* Prompt
Pull out every line of the records below that contains the word "small", and copy each such line in full. Case counts when matching.

— Start Exercise material —

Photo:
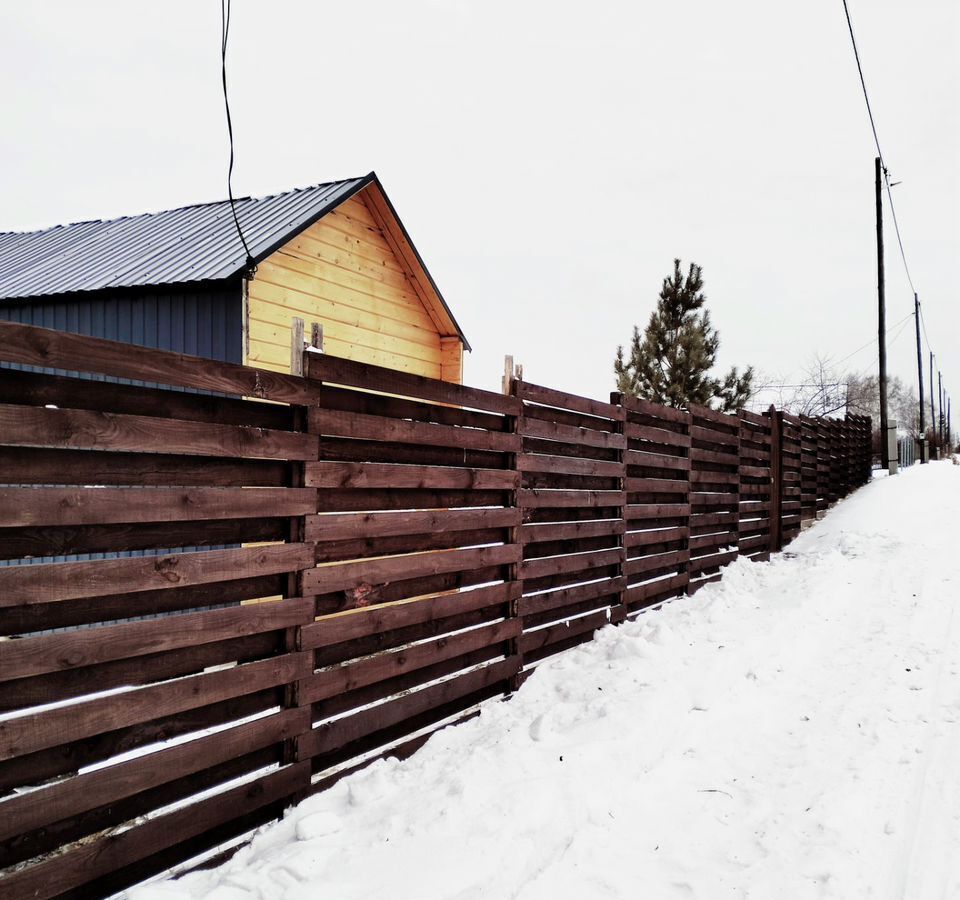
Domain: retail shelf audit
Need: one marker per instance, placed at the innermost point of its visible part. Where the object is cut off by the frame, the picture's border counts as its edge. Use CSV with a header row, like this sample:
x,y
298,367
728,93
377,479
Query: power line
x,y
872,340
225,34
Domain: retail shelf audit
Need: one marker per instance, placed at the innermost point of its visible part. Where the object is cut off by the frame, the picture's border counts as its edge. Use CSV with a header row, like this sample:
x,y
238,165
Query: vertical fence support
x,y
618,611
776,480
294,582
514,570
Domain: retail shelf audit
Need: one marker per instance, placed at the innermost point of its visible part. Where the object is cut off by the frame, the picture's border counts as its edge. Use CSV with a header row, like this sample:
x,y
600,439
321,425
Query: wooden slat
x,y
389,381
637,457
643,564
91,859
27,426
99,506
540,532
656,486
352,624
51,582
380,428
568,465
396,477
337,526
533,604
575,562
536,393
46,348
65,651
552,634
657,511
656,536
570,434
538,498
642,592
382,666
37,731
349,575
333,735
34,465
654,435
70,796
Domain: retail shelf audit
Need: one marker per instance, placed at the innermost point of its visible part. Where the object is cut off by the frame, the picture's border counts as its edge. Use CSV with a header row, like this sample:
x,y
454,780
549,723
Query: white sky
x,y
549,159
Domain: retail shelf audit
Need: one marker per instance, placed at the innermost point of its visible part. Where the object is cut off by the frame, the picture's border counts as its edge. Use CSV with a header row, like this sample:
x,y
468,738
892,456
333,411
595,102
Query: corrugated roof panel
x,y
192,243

— End Exercise material —
— Start Exercise material —

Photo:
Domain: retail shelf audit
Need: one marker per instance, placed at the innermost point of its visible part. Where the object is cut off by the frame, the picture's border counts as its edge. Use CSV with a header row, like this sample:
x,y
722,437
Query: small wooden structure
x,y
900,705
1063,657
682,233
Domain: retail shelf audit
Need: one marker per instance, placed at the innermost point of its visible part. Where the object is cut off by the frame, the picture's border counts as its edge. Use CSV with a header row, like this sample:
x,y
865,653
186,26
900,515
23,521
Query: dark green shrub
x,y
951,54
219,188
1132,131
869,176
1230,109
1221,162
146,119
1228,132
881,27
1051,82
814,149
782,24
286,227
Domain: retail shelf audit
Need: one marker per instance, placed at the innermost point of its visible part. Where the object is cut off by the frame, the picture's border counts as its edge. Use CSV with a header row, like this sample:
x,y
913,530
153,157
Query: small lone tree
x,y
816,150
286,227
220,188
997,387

— End Exercise material —

* Task answer
Query: small wooden structure
Query: small lone tree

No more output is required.